**Referring expression data:**

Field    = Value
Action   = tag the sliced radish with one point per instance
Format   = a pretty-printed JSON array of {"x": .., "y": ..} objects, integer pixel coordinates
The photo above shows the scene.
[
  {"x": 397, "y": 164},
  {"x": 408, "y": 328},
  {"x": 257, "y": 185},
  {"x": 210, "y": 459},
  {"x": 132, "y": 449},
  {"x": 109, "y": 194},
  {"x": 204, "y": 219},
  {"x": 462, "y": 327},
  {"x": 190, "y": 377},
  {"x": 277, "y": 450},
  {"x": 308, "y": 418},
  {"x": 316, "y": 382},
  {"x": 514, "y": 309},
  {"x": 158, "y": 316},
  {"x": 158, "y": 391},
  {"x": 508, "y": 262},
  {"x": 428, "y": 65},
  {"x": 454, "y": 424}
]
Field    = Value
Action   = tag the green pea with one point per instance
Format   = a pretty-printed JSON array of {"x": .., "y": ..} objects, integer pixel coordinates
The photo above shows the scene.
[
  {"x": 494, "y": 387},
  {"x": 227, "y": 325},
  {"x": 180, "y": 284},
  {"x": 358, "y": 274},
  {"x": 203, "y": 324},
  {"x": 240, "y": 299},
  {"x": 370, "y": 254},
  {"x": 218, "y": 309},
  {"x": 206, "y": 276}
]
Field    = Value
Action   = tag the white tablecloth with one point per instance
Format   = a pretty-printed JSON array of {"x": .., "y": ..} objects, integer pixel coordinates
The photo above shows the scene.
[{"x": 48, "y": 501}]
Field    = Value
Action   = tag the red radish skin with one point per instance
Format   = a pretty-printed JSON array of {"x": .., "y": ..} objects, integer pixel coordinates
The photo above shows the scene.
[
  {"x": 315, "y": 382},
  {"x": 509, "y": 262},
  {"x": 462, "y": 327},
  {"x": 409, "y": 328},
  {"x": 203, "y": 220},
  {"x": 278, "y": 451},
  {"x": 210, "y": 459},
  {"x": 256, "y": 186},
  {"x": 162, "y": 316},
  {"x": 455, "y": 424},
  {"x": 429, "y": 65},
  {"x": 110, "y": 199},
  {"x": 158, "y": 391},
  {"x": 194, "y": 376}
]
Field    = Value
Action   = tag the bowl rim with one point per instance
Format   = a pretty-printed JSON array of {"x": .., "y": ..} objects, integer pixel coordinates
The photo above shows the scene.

---

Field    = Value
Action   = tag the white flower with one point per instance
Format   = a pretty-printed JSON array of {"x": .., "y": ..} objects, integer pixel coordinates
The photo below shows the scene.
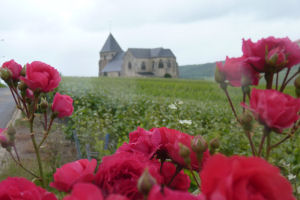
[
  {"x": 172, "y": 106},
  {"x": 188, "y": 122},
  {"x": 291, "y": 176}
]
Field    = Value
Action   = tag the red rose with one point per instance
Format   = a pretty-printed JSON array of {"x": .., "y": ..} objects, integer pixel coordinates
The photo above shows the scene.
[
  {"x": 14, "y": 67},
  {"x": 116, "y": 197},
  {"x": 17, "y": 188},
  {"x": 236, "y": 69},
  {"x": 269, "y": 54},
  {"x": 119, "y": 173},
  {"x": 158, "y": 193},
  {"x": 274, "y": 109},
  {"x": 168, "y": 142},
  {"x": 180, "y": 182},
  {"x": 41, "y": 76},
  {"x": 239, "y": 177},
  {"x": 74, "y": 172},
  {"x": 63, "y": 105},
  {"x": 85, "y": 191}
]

**INSTRUCTIONS TO FOLLOW:** If a line of the data contains "radish", copy it out.

**EXERCISE RESULT:**
Action   = tag the sliced radish with one point per instance
Action   = tag the red radish skin with one point per instance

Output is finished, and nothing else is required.